----- Extract provided -----

I admit, until a few years back, I had a pretty good deal: My daughter does all the costume work, she carries the plastic pumpkin and she has to do all the begging work. Well, for some reason I was assigned to carve the pumpkin even though I’m left-handed. Actually, I have two left hands. At least you won’t need to see my pumpkins on Instagram.

When she went to bed, my wife and I went to town: M&M’s for me, Twix for her, sticky candy for the daughter. By next day, Astrid had forgotten about all the Halloween candy. She moved on to think about St. Martin, Santa Claus and Christmas. While we secretly stuffed our waistline with the beggars delight.

----- Data extract -----

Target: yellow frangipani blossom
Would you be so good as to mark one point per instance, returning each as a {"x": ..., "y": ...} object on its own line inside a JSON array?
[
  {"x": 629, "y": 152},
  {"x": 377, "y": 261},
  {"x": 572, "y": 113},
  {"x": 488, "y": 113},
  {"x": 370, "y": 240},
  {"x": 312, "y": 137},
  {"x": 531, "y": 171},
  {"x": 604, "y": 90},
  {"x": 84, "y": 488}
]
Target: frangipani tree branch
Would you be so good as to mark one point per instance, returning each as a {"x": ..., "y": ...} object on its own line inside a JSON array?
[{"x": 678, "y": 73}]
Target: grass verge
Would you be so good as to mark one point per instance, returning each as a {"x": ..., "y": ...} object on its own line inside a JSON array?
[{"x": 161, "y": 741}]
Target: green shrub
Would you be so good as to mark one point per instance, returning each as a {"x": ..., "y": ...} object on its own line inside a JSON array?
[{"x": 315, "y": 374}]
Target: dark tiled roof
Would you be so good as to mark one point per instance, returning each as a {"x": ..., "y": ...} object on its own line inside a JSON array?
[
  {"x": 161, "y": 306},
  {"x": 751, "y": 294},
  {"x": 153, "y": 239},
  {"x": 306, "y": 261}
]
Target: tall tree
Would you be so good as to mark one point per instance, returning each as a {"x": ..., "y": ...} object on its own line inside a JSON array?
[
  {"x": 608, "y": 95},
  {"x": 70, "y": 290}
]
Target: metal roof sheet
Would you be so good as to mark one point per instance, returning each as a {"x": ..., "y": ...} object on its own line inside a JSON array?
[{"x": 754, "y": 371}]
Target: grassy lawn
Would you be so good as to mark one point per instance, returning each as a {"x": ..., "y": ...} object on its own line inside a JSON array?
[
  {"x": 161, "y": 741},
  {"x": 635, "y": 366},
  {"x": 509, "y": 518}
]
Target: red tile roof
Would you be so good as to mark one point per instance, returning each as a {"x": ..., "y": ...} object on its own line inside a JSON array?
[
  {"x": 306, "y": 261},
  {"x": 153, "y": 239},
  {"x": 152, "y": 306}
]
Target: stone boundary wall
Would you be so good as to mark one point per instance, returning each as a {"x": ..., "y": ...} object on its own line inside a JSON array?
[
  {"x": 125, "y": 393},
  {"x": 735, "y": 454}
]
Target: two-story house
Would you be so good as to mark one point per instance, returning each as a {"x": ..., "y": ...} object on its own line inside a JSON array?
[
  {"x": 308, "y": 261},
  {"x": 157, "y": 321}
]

-----

▶ Objectives:
1) Write down the part of the Halloween story from "I admit, until" to "with the beggars delight.".
2) Carry the Halloween story forward, picking up right after its last sentence.

▶ Answer set:
1)
I admit, until a few years back, I had a pretty good deal: My daughter does all the costume work, she carries the plastic pumpkin and she has to do all the begging work. Well, for some reason I was assigned to carve the pumpkin even though I’m left-handed. Actually, I have two left hands. At least you won’t need to see my pumpkins on Instagram.

When she went to bed, my wife and I went to town: M&M’s for me, Twix for her, sticky candy for the daughter. By next day, Astrid had forgotten about all the Halloween candy. She moved on to think about St. Martin, Santa Claus and Christmas. While we secretly stuffed our waistline with the beggars delight.

2)
And then we went to Korea. Just like the majority of smart countries in the world, most Koreans heard about Halloween but don’t care about it. Which resulted in a severely depressed daughter and an increasingly cranky dad. Don’t ask me how but my wife found an event in some school in Jeju. Now, Jeju is a small island to the south of Korea. You have to drive 5 hours to find a piece of cheese here. Which tells you everything about the power of Halloween. Or the power of depressed children watching too much Halloween advertising. 5 hours to get cheese, 45 minutes to go to a Halloween event. Talk about wrong priorities.

We don’t have a car here in Korea. The government doesn’t trust us to drive here because we don’t have an International Drivers Permit, the document they hand out the AAA like tooth brushes on Halloween night in Santa Monica. That means we have to take a cab. Easy, right?


Taking a cab in Korea means taking a picture of the Hangeul translation of the place because nobody speaks English, dealing with translation services, an annoyed cab driver and really bad music playing on the radio. I mean really bad music. We are talking accordions and flutes here. Sometimes, taking a cab translates into almost getting into a fist fight with an old man. But that’s a different story. I’m trying to sell that story to Hollywood right now. Stay tuned.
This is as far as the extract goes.